### Description of the task
Which lines below contain the string "patch"? Return each one in full, and treat uppercase and lowercase letters as different.

** BEGIN Given records **

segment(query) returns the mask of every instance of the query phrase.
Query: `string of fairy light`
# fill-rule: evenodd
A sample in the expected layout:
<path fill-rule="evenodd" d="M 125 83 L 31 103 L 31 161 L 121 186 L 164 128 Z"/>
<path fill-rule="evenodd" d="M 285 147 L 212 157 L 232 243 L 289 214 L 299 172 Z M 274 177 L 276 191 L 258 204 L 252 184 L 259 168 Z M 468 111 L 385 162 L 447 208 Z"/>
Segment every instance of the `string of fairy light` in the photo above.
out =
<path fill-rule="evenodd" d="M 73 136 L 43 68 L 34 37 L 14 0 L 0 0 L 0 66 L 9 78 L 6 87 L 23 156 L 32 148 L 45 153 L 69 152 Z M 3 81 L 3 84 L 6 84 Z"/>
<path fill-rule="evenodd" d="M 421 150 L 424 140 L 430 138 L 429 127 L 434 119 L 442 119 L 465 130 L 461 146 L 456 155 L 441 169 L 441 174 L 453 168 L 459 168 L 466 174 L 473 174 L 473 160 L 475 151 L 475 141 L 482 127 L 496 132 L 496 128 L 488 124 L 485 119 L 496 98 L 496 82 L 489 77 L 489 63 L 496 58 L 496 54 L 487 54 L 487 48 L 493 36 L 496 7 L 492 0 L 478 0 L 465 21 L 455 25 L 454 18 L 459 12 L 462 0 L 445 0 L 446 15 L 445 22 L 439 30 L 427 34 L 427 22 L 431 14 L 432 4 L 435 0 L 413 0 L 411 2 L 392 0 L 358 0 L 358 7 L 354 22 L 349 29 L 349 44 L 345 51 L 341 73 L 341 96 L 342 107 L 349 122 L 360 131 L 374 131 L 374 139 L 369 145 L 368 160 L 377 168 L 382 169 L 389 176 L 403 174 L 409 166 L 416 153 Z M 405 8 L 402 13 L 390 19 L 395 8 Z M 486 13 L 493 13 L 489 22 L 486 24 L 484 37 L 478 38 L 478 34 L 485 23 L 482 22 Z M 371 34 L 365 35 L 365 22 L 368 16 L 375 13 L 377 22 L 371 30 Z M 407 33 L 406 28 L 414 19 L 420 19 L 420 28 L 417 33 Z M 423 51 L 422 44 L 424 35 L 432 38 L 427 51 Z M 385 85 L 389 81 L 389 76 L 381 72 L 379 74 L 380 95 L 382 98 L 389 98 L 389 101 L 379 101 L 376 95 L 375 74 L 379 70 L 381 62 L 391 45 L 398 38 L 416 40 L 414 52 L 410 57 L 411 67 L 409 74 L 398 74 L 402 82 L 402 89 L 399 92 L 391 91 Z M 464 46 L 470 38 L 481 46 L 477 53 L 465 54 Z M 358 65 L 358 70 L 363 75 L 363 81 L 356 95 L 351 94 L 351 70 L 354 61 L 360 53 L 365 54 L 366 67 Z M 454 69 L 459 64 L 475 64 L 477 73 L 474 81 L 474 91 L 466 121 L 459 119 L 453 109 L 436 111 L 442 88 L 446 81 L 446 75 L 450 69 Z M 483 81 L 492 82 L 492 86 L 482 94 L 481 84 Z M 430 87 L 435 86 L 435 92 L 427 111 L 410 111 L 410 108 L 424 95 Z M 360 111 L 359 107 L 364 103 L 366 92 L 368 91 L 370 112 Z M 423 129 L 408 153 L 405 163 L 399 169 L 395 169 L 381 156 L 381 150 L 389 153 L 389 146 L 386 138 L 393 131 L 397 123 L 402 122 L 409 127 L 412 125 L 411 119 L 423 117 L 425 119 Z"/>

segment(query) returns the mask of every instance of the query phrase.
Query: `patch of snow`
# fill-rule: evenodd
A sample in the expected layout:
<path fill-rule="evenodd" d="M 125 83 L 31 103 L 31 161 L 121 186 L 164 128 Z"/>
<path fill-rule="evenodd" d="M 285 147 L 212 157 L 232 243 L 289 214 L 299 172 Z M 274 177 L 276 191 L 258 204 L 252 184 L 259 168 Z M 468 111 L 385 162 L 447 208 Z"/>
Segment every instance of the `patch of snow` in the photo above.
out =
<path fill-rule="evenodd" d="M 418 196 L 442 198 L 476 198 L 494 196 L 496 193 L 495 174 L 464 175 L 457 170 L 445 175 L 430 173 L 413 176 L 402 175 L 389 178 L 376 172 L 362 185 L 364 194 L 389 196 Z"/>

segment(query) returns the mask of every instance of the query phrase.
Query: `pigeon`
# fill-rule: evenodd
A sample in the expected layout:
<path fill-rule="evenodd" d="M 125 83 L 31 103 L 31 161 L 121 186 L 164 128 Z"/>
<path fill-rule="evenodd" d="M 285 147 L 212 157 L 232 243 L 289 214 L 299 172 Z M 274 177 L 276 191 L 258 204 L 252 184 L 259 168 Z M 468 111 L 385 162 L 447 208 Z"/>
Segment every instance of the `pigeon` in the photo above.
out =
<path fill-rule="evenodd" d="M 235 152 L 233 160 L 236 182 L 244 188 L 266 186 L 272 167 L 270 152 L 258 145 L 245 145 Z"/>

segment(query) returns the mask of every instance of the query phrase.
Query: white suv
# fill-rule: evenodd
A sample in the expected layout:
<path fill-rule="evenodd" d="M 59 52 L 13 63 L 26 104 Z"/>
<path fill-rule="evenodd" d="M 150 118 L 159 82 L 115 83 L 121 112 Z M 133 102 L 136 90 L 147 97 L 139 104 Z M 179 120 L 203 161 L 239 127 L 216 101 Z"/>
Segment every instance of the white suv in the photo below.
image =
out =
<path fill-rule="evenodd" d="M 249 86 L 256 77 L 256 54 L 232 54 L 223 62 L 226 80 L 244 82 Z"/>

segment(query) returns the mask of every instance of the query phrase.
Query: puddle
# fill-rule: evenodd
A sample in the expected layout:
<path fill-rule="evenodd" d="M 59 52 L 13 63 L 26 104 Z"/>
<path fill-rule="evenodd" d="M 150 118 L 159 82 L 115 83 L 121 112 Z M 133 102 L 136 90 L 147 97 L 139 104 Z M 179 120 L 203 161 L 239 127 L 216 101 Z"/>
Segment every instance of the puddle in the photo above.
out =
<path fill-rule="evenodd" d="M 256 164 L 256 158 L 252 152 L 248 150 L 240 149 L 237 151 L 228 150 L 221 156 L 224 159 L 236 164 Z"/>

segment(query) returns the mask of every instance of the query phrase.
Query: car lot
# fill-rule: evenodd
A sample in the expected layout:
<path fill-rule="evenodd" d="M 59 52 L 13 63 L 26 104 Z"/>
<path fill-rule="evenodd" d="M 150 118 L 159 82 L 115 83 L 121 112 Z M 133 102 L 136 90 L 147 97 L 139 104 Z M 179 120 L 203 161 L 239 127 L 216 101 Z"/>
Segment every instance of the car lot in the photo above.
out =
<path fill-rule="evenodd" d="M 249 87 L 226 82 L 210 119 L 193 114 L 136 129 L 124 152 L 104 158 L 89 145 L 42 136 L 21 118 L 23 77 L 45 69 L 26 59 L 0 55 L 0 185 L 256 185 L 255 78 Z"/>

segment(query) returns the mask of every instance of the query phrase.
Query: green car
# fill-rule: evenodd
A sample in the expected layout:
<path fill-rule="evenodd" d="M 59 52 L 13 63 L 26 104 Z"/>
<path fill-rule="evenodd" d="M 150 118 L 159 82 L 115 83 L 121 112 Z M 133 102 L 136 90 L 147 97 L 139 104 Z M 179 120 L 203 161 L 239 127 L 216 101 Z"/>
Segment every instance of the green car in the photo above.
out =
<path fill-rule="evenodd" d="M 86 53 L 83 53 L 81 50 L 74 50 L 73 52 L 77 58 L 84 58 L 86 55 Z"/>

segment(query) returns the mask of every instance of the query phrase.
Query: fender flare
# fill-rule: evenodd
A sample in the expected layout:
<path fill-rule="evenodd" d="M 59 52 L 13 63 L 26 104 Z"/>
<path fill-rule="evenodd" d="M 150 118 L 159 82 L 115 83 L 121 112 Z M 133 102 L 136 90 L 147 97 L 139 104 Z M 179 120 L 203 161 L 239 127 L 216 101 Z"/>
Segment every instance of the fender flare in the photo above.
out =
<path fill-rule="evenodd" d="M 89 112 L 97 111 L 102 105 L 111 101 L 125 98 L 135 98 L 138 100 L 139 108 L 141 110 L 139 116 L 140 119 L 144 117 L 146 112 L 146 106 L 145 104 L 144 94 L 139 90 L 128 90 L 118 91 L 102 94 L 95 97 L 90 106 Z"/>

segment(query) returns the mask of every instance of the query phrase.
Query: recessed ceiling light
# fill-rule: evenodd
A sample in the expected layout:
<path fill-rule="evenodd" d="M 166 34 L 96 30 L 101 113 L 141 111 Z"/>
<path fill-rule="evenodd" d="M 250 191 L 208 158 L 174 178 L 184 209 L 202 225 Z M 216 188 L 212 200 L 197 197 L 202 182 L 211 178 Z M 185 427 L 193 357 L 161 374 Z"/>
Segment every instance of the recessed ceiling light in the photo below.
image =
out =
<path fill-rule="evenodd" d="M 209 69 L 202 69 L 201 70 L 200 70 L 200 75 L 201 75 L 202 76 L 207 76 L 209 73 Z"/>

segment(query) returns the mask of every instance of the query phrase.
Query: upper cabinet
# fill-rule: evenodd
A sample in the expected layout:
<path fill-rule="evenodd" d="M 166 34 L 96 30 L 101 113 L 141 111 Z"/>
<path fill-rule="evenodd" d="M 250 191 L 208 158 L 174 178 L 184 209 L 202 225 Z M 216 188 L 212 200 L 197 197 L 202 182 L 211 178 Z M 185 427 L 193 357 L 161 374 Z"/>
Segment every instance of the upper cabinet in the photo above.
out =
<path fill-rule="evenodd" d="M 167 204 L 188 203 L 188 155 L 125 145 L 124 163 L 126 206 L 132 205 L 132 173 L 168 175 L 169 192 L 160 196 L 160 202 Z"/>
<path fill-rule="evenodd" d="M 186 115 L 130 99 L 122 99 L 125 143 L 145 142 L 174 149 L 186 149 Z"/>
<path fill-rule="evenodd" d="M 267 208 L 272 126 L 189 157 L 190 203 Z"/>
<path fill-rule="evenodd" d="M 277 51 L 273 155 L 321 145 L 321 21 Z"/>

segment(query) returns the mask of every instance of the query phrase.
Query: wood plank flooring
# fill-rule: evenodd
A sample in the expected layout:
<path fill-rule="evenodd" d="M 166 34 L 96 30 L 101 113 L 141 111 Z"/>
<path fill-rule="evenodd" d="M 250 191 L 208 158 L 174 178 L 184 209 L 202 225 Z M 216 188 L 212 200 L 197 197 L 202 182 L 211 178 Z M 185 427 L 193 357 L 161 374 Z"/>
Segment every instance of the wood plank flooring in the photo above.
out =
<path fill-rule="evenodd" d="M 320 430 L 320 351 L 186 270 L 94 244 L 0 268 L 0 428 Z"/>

** END Given records **

### Reply to the task
Query: `patch of snow`
Segment every instance of the `patch of snow` in the photo above.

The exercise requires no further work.